Start of Extracted information

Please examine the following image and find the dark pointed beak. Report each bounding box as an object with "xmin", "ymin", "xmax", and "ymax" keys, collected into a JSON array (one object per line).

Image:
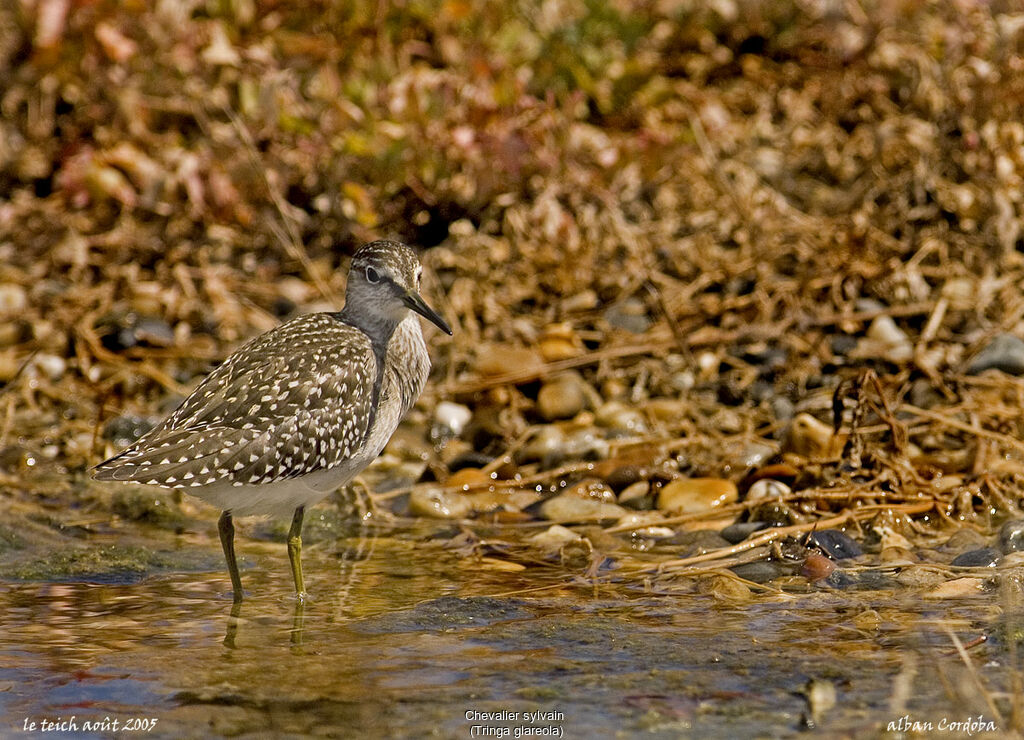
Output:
[{"xmin": 403, "ymin": 291, "xmax": 452, "ymax": 335}]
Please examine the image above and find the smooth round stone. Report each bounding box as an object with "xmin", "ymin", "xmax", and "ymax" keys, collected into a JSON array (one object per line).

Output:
[
  {"xmin": 604, "ymin": 299, "xmax": 651, "ymax": 334},
  {"xmin": 967, "ymin": 333, "xmax": 1024, "ymax": 375},
  {"xmin": 746, "ymin": 478, "xmax": 791, "ymax": 501},
  {"xmin": 517, "ymin": 426, "xmax": 567, "ymax": 464},
  {"xmin": 730, "ymin": 561, "xmax": 787, "ymax": 584},
  {"xmin": 434, "ymin": 401, "xmax": 472, "ymax": 437},
  {"xmin": 32, "ymin": 353, "xmax": 66, "ymax": 381},
  {"xmin": 0, "ymin": 283, "xmax": 27, "ymax": 315},
  {"xmin": 864, "ymin": 315, "xmax": 913, "ymax": 363},
  {"xmin": 782, "ymin": 413, "xmax": 837, "ymax": 457},
  {"xmin": 563, "ymin": 427, "xmax": 609, "ymax": 460},
  {"xmin": 696, "ymin": 574, "xmax": 752, "ymax": 600},
  {"xmin": 923, "ymin": 577, "xmax": 986, "ymax": 599},
  {"xmin": 657, "ymin": 478, "xmax": 738, "ymax": 515},
  {"xmin": 539, "ymin": 494, "xmax": 628, "ymax": 523},
  {"xmin": 739, "ymin": 441, "xmax": 775, "ymax": 468},
  {"xmin": 537, "ymin": 373, "xmax": 587, "ymax": 420},
  {"xmin": 475, "ymin": 344, "xmax": 544, "ymax": 377},
  {"xmin": 594, "ymin": 401, "xmax": 647, "ymax": 435},
  {"xmin": 880, "ymin": 546, "xmax": 918, "ymax": 566},
  {"xmin": 801, "ymin": 553, "xmax": 834, "ymax": 581},
  {"xmin": 409, "ymin": 488, "xmax": 472, "ymax": 519},
  {"xmin": 808, "ymin": 529, "xmax": 863, "ymax": 560},
  {"xmin": 445, "ymin": 467, "xmax": 490, "ymax": 490},
  {"xmin": 951, "ymin": 547, "xmax": 1000, "ymax": 568},
  {"xmin": 529, "ymin": 524, "xmax": 582, "ymax": 550},
  {"xmin": 999, "ymin": 520, "xmax": 1024, "ymax": 554},
  {"xmin": 720, "ymin": 521, "xmax": 768, "ymax": 544},
  {"xmin": 538, "ymin": 323, "xmax": 582, "ymax": 362},
  {"xmin": 942, "ymin": 527, "xmax": 987, "ymax": 551},
  {"xmin": 618, "ymin": 480, "xmax": 652, "ymax": 509}
]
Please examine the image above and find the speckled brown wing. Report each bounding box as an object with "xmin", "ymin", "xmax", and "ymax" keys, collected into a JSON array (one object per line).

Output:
[{"xmin": 93, "ymin": 313, "xmax": 377, "ymax": 490}]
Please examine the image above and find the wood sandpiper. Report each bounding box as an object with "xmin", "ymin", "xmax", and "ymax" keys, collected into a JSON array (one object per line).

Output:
[{"xmin": 93, "ymin": 240, "xmax": 452, "ymax": 602}]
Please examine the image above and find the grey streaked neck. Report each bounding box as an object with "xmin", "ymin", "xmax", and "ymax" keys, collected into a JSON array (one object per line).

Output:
[{"xmin": 334, "ymin": 304, "xmax": 402, "ymax": 358}]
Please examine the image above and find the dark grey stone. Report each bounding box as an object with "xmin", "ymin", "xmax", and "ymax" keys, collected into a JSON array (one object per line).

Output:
[
  {"xmin": 967, "ymin": 334, "xmax": 1024, "ymax": 375},
  {"xmin": 808, "ymin": 529, "xmax": 863, "ymax": 559},
  {"xmin": 951, "ymin": 547, "xmax": 1000, "ymax": 568}
]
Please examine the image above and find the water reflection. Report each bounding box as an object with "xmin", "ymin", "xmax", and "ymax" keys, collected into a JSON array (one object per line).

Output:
[{"xmin": 0, "ymin": 532, "xmax": 1018, "ymax": 737}]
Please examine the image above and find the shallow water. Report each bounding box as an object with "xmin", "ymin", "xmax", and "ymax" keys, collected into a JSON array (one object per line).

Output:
[{"xmin": 0, "ymin": 517, "xmax": 1017, "ymax": 738}]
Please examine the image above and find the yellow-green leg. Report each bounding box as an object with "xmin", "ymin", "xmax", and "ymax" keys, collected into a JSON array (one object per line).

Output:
[
  {"xmin": 288, "ymin": 505, "xmax": 307, "ymax": 601},
  {"xmin": 218, "ymin": 510, "xmax": 243, "ymax": 603}
]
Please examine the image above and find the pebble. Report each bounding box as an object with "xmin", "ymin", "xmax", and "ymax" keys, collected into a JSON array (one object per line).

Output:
[
  {"xmin": 720, "ymin": 521, "xmax": 767, "ymax": 544},
  {"xmin": 434, "ymin": 401, "xmax": 472, "ymax": 437},
  {"xmin": 0, "ymin": 284, "xmax": 27, "ymax": 316},
  {"xmin": 603, "ymin": 298, "xmax": 651, "ymax": 334},
  {"xmin": 739, "ymin": 441, "xmax": 776, "ymax": 468},
  {"xmin": 943, "ymin": 527, "xmax": 987, "ymax": 551},
  {"xmin": 518, "ymin": 426, "xmax": 567, "ymax": 465},
  {"xmin": 617, "ymin": 480, "xmax": 652, "ymax": 509},
  {"xmin": 801, "ymin": 554, "xmax": 835, "ymax": 581},
  {"xmin": 661, "ymin": 529, "xmax": 730, "ymax": 552},
  {"xmin": 999, "ymin": 520, "xmax": 1024, "ymax": 554},
  {"xmin": 467, "ymin": 489, "xmax": 540, "ymax": 514},
  {"xmin": 746, "ymin": 478, "xmax": 791, "ymax": 501},
  {"xmin": 537, "ymin": 372, "xmax": 587, "ymax": 421},
  {"xmin": 830, "ymin": 335, "xmax": 858, "ymax": 357},
  {"xmin": 803, "ymin": 679, "xmax": 837, "ymax": 728},
  {"xmin": 409, "ymin": 488, "xmax": 472, "ymax": 519},
  {"xmin": 730, "ymin": 560, "xmax": 788, "ymax": 584},
  {"xmin": 100, "ymin": 314, "xmax": 176, "ymax": 351},
  {"xmin": 951, "ymin": 547, "xmax": 1000, "ymax": 567},
  {"xmin": 445, "ymin": 467, "xmax": 490, "ymax": 490},
  {"xmin": 848, "ymin": 315, "xmax": 913, "ymax": 364},
  {"xmin": 998, "ymin": 552, "xmax": 1024, "ymax": 568},
  {"xmin": 31, "ymin": 353, "xmax": 65, "ymax": 381},
  {"xmin": 808, "ymin": 529, "xmax": 863, "ymax": 559},
  {"xmin": 894, "ymin": 566, "xmax": 947, "ymax": 589},
  {"xmin": 561, "ymin": 289, "xmax": 598, "ymax": 313},
  {"xmin": 562, "ymin": 427, "xmax": 609, "ymax": 460},
  {"xmin": 475, "ymin": 344, "xmax": 543, "ymax": 377},
  {"xmin": 538, "ymin": 323, "xmax": 583, "ymax": 362},
  {"xmin": 923, "ymin": 577, "xmax": 987, "ymax": 599},
  {"xmin": 529, "ymin": 524, "xmax": 581, "ymax": 549},
  {"xmin": 771, "ymin": 396, "xmax": 796, "ymax": 421},
  {"xmin": 966, "ymin": 333, "xmax": 1024, "ymax": 375},
  {"xmin": 539, "ymin": 494, "xmax": 628, "ymax": 523},
  {"xmin": 657, "ymin": 478, "xmax": 738, "ymax": 515},
  {"xmin": 783, "ymin": 413, "xmax": 843, "ymax": 458},
  {"xmin": 594, "ymin": 401, "xmax": 647, "ymax": 435},
  {"xmin": 696, "ymin": 574, "xmax": 752, "ymax": 600},
  {"xmin": 879, "ymin": 546, "xmax": 918, "ymax": 566}
]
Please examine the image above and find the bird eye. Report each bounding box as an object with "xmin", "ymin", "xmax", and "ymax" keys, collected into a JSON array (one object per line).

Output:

End of Extracted information

**Prompt:** Using the records above, copy word for word the line with "Please examine the image above and find the speckled", the line with "Please examine the image above and find the dark", and every line between them.

**Solution to the problem:**
Please examine the image above and find the speckled brown wing. Report each bounding box as an object with "xmin", "ymin", "xmax", and "ymax" keys, collected into a JSON array (one object per line).

Output:
[{"xmin": 93, "ymin": 313, "xmax": 377, "ymax": 490}]
Please examine the image above and find the wood sandpiper. Report each bounding box as an object with "xmin", "ymin", "xmax", and "ymax" keys, collected into a JSON array (one object per line).

Output:
[{"xmin": 93, "ymin": 240, "xmax": 452, "ymax": 602}]
Please examine the image above and find the grey streaked neck. Report each bounding box as an object with "xmin", "ymin", "xmax", and "ymax" keys, collected into a JSON array (one object per line).

Output:
[{"xmin": 334, "ymin": 304, "xmax": 402, "ymax": 358}]
Please examine the image above and find the dark grey stone. Report each bounding box as an object with "xmin", "ymin", "xmax", and "ymax" keys, collected into a JSON array (one object per line).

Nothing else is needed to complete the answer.